Reproduce all of the material below, substituting "outline" for each occurrence of "trace" and leaving everything else unchanged.
⟨
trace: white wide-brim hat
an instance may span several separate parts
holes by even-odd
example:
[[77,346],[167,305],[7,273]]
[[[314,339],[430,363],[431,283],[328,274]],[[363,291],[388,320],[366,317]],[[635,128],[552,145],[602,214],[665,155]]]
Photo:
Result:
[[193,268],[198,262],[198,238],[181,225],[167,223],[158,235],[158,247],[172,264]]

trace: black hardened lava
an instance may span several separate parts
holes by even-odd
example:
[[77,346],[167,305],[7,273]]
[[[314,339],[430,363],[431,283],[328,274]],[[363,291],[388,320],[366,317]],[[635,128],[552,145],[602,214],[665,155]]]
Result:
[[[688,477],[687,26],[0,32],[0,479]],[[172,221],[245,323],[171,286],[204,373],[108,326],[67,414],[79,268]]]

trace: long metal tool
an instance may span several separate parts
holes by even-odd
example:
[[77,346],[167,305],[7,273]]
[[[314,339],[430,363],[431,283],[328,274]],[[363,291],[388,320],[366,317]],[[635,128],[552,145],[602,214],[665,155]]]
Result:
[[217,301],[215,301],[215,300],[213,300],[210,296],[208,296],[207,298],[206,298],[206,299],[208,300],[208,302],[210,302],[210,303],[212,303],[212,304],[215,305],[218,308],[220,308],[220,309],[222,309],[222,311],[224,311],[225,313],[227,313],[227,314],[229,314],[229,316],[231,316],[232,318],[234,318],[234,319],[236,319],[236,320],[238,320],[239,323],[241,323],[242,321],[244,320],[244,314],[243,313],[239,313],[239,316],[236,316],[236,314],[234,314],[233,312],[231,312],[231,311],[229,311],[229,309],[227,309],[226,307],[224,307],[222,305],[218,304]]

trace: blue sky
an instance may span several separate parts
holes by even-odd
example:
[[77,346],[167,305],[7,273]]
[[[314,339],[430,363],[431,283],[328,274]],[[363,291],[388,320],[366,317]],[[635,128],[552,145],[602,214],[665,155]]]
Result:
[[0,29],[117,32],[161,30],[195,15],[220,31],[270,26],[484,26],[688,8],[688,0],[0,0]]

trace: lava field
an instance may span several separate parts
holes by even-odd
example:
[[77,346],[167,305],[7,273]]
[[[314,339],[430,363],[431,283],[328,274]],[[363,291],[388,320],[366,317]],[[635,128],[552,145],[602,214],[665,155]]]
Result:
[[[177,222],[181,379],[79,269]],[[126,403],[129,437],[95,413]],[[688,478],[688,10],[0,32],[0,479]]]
⟩
**Expected answer**.
outline: white wide-brim hat
an instance may span several separate parts
holes by even-odd
example:
[[77,346],[167,305],[7,273]]
[[[314,339],[430,363],[431,283],[328,274]],[[363,291],[388,320],[366,317]],[[635,128],[552,145],[602,214],[665,155]]]
Photo:
Result:
[[193,268],[198,262],[198,238],[181,225],[167,223],[158,235],[158,247],[172,264]]

outline: black hardened lava
an instance may span several separate parts
holes by even-odd
example:
[[77,346],[167,305],[7,273]]
[[[314,339],[430,363],[431,283],[328,274]],[[363,291],[388,320],[366,317]],[[635,128],[552,145],[602,214],[665,155]]]
Result:
[[[688,477],[687,26],[0,32],[0,479]],[[172,221],[245,323],[171,286],[204,373],[108,326],[67,414],[79,268]]]

outline: long metal tool
an instance may span several separate parts
holes by even-odd
example:
[[77,346],[167,305],[7,273]]
[[[314,339],[430,363],[431,283],[328,274]],[[363,291],[388,320],[366,317]],[[635,128],[552,145],[602,214],[665,155]]]
Result:
[[217,301],[215,301],[215,300],[213,300],[210,296],[208,296],[207,298],[206,298],[206,299],[208,300],[208,302],[210,302],[210,303],[212,303],[212,304],[215,305],[218,308],[220,308],[220,309],[222,309],[222,311],[224,311],[225,313],[227,313],[227,314],[229,314],[229,316],[231,316],[232,318],[234,318],[234,319],[236,319],[236,320],[238,320],[239,323],[241,323],[242,321],[244,320],[244,314],[243,313],[239,313],[239,316],[236,316],[236,314],[234,314],[233,312],[231,312],[231,311],[229,311],[229,309],[227,309],[226,307],[224,307],[222,305],[218,304]]

outline: blue sky
an instance may span several separate parts
holes by even-odd
example:
[[77,346],[167,305],[7,273]]
[[[314,339],[430,363],[431,283],[328,274]],[[363,291],[388,320],[366,317]],[[635,128],[552,145],[602,214],[665,155]]]
Result:
[[0,29],[117,32],[161,30],[195,15],[220,31],[270,26],[484,26],[688,8],[688,0],[0,0]]

outline: lava field
an instance may span several separate parts
holes by even-odd
example:
[[77,346],[167,305],[7,273]]
[[[314,339],[430,363],[431,283],[328,274]],[[363,291],[388,320],[366,317]],[[635,128],[552,145],[602,214],[665,155]]]
Result:
[[[177,222],[181,379],[79,269]],[[126,403],[129,437],[95,413]],[[688,478],[688,10],[0,32],[0,479]]]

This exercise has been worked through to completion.